Input for this task
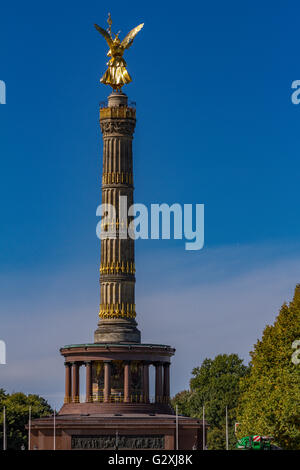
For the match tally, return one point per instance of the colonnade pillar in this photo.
(68, 382)
(127, 380)
(89, 386)
(166, 388)
(107, 381)
(158, 382)
(146, 382)
(75, 382)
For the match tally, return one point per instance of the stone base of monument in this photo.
(108, 431)
(117, 409)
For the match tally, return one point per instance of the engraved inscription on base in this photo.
(120, 442)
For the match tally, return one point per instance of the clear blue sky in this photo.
(212, 82)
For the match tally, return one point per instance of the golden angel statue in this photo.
(117, 75)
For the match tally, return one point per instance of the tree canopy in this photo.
(214, 385)
(17, 414)
(270, 402)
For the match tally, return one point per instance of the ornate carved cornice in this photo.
(112, 127)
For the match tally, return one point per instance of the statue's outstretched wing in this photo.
(104, 34)
(128, 40)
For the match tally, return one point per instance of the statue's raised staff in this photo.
(117, 75)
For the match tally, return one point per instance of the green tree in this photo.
(215, 385)
(270, 402)
(17, 413)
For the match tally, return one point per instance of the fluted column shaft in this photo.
(117, 267)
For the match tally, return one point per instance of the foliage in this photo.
(17, 414)
(215, 385)
(270, 402)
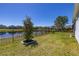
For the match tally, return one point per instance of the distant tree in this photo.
(12, 33)
(3, 26)
(28, 28)
(19, 27)
(60, 22)
(11, 27)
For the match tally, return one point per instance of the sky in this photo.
(42, 14)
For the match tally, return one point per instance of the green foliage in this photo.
(28, 28)
(61, 22)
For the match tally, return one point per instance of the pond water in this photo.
(8, 35)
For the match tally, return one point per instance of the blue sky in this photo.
(41, 14)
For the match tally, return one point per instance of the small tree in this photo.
(61, 22)
(28, 29)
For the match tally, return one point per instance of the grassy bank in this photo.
(58, 43)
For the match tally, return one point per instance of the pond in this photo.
(8, 35)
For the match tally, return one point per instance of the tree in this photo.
(12, 33)
(28, 28)
(61, 22)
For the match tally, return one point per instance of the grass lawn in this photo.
(53, 44)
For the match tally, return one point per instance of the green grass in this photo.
(53, 44)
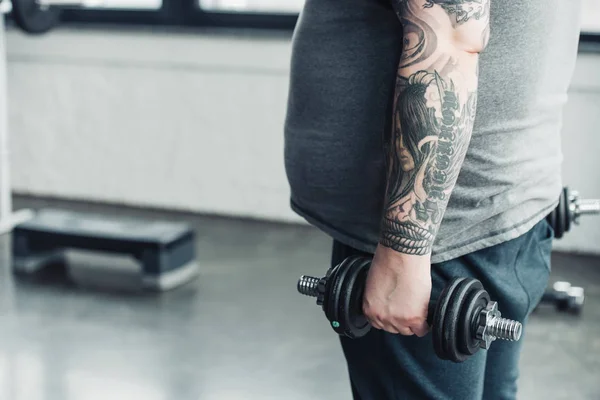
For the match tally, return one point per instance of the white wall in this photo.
(194, 122)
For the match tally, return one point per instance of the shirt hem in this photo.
(438, 256)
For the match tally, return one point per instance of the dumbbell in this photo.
(568, 211)
(565, 298)
(462, 320)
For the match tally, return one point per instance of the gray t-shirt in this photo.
(343, 68)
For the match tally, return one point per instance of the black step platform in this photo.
(165, 250)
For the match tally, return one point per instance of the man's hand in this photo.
(397, 292)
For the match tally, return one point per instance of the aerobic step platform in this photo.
(165, 250)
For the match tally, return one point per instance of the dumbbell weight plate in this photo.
(441, 308)
(477, 299)
(32, 18)
(454, 320)
(334, 293)
(350, 314)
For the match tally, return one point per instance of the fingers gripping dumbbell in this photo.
(463, 319)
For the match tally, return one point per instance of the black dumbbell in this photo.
(568, 211)
(565, 298)
(463, 319)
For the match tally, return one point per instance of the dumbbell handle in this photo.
(494, 327)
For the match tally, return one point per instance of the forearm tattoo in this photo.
(434, 111)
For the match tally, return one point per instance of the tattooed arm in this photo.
(434, 109)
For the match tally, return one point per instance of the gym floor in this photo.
(239, 331)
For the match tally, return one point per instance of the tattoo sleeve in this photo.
(434, 110)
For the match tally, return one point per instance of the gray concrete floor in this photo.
(239, 331)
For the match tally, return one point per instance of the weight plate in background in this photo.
(33, 19)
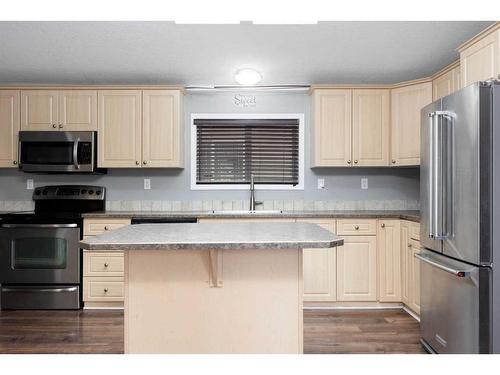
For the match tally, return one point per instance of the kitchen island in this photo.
(213, 288)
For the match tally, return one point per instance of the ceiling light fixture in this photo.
(247, 77)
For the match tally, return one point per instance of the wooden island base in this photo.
(213, 301)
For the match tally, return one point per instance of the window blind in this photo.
(229, 151)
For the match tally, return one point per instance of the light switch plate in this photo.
(364, 183)
(321, 183)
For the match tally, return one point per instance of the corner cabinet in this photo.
(140, 129)
(45, 110)
(332, 110)
(9, 128)
(389, 260)
(406, 103)
(481, 60)
(351, 127)
(320, 267)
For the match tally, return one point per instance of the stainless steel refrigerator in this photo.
(460, 221)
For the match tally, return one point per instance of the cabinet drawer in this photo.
(94, 227)
(103, 264)
(415, 231)
(103, 289)
(349, 227)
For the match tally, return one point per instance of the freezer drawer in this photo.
(455, 305)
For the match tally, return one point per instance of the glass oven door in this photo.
(39, 253)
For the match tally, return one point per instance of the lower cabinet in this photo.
(103, 272)
(389, 260)
(357, 269)
(410, 266)
(320, 268)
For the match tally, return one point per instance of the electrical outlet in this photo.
(364, 183)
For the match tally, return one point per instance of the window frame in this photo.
(257, 116)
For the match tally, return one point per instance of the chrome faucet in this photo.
(253, 202)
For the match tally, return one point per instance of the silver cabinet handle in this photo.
(75, 153)
(39, 225)
(443, 267)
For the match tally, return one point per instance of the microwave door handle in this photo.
(75, 153)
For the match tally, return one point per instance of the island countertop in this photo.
(214, 236)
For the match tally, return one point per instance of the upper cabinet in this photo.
(406, 103)
(332, 128)
(480, 60)
(370, 127)
(351, 127)
(120, 129)
(9, 127)
(161, 128)
(446, 83)
(59, 110)
(140, 129)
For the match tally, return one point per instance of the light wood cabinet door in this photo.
(406, 103)
(320, 268)
(414, 277)
(357, 269)
(332, 128)
(162, 135)
(78, 110)
(9, 128)
(370, 127)
(389, 260)
(443, 85)
(405, 249)
(39, 110)
(120, 129)
(481, 61)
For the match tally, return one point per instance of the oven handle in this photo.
(75, 153)
(39, 225)
(43, 290)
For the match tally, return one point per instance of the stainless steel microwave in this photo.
(58, 151)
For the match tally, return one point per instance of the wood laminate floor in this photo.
(93, 331)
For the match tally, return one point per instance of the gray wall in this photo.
(341, 183)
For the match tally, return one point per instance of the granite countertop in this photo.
(214, 236)
(405, 215)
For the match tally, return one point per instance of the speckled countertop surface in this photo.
(214, 236)
(405, 215)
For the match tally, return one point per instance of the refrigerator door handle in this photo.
(456, 272)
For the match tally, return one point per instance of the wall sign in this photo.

What you should do
Set each line of the records down again exactly as it reads. Omit the pictures.

Your solution
For the match tally, return one point per instance of the colonnade pillar in this photo.
(68, 382)
(127, 380)
(89, 386)
(166, 388)
(107, 381)
(158, 382)
(146, 382)
(75, 382)
For the match tally, return one point per instance of the stone base of monument in this photo.
(108, 431)
(117, 409)
For the match tally, return one point per instance of the engraved inscription on base in this photo.
(120, 442)
For the match tally, return one point per instance of the clear blue sky in this photo.
(212, 82)
For the match tally, return one point per instance of the golden angel statue in this photo.
(117, 75)
For the match tally, return one point per instance of the tree canopy in this photo.
(214, 385)
(17, 414)
(270, 402)
For the match tally, return one point per instance of the ornate carved cornice in this photo.
(112, 127)
For the match tally, return one point per instance of the statue's outstretched wing in this photo.
(104, 34)
(128, 40)
For the match tally, return one point per instance of the statue's raised staff in this photo.
(117, 75)
For the match tally, return one point per instance of the green tree in this photo.
(215, 385)
(270, 402)
(17, 413)
For the match tally, return one point per instance of the fluted column shaft in this photo.
(117, 267)
For the match tally, return one point per instance of the foliage in this photo.
(17, 414)
(215, 385)
(270, 402)
For the match tally, return one point per instance of the distant tree in this photo.
(12, 33)
(3, 26)
(28, 28)
(19, 27)
(60, 22)
(11, 27)
For the match tally, return one point per instance of the sky in this photo.
(42, 14)
For the match tally, return one point per instance of the green foliage in this photo.
(28, 28)
(61, 22)
For the match tally, return one point per instance of the pond water in this photo.
(8, 35)
For the match tally, return one point per instance of the blue sky in this photo.
(41, 14)
For the match tally, return one point per instance of the small tree in this photo.
(61, 22)
(28, 29)
For the match tally, return one point per instance of the grassy bank in this photo.
(58, 43)
For the match tally, return one point per instance of the pond in this photo.
(8, 35)
For the match tally, return one point per instance of the tree in this photo.
(12, 33)
(28, 28)
(61, 22)
For the match tally, return one point per instance of the grass lawn in this photo.
(53, 44)
For the match tally, return one point per instance of the green grass in this photo.
(53, 44)
For the match tally, return one point per instance of the white wall in this photo.
(194, 122)
For the match tally, return one point per instance of the shirt hem in this photo.
(438, 256)
For the match tally, return one point per instance of the dumbbell in this photo.
(568, 211)
(565, 298)
(462, 320)
For the match tally, return one point per instance of the gray t-shirt in this photo.
(343, 68)
For the match tally, return one point per instance of the black step platform in this photo.
(165, 250)
For the match tally, return one point per instance of the man's hand in this photo.
(397, 292)
For the match tally, return one point per instance of the aerobic step platform in this photo.
(165, 250)
For the match tally, return one point per instance of the dumbbell weight plate in this photo.
(441, 308)
(477, 299)
(32, 18)
(454, 320)
(334, 293)
(350, 314)
For the match tally, return one point per instance of the fingers gripping dumbbell in this photo.
(463, 319)
For the match tally, return one point per instance of the black dumbbell in this photo.
(568, 211)
(565, 298)
(463, 319)
For the match tally, return one point per instance of the dumbbell handle in this photo.
(494, 327)
For the match tally, return one point per instance of the forearm tattoo in this photo.
(434, 111)
For the match tally, return one point per instance of the tattooed arm in this photo.
(434, 109)
For the match tally, return one point per instance of the gym floor in this photo.
(239, 331)
For the match tally, return one point per instance of the tattoo sleeve in this photo.
(434, 110)
For the match tally, return one point per instance of the gray concrete floor in this photo.
(239, 331)
For the match tally, return one point per instance of the weight plate in background in this photo.
(33, 19)
For the match tally, return one point per instance of the kitchen island in this photo.
(213, 288)
For the match tally, return one point per instance of the ceiling light fixture in this photo.
(247, 77)
For the match tally, return one point per instance of the wooden island base in this photo.
(213, 301)
For the match tally, return one point per instance of the window blind in this photo.
(229, 151)
For the match tally, return one point per instance of the light switch plate in this photo.
(364, 183)
(321, 183)
For the match tally, return one point per instance of the corner cabinet in this photo.
(140, 129)
(45, 110)
(332, 110)
(9, 128)
(389, 260)
(406, 103)
(481, 60)
(351, 127)
(320, 267)
For the match tally, return one point per instance of the stainless steel refrigerator in this photo.
(460, 221)
For the match tally, return one point per instance of the cabinet drawer in this photo.
(94, 227)
(103, 264)
(415, 231)
(103, 289)
(349, 227)
For the match tally, return one point per instance of the freezer drawer in this photo.
(455, 305)
For the match tally, return one point per instance of the glass oven door in this photo.
(39, 253)
For the match tally, return one point per instance of the lower cabinet in this photo.
(103, 272)
(389, 260)
(357, 269)
(410, 266)
(320, 268)
For the match tally, return one point per instance of the electrical outlet in this photo.
(364, 183)
For the match tally, return one point per instance of the window frame in this photo.
(257, 116)
For the match tally, return one point per instance of the chrome faucet in this photo.
(253, 202)
For the match tally, return one point per instance of the silver cabinet handle in this photo.
(75, 153)
(39, 225)
(443, 267)
For the match tally, return one point per instance of the microwave door handle in this photo.
(75, 153)
For the match tally, return one point per instance of the island countertop in this photo.
(214, 236)
For the match tally, return one point per instance of the upper cabinet in this photo.
(406, 103)
(332, 128)
(480, 60)
(370, 127)
(351, 127)
(120, 129)
(9, 127)
(161, 128)
(446, 83)
(59, 110)
(140, 129)
For the match tally, return one point per instance of the light wood cabinet door in this photo.
(406, 103)
(320, 268)
(414, 277)
(357, 269)
(332, 128)
(162, 135)
(78, 110)
(9, 128)
(370, 127)
(389, 260)
(443, 85)
(405, 249)
(39, 110)
(120, 129)
(481, 61)
For the match tally, return one point per instance of the oven handle in this photo.
(75, 153)
(39, 225)
(43, 290)
For the match tally, return one point per instance of the stainless steel microwave in this photo.
(58, 151)
For the match tally, return one point per instance of the wood laminate floor in this photo.
(93, 331)
For the match tally, return one point per instance of the gray wall in this photo.
(341, 183)
For the match tally, return one point per instance of the granite countertop in this photo.
(214, 236)
(405, 215)
For the match tally, return one point per instance of the speckled countertop surface in this photo.
(214, 236)
(405, 215)
For the match tally, return one point per instance of the refrigerator door handle in this photo.
(456, 272)
For the match tally, return one point per instance of the wall sign in this photo.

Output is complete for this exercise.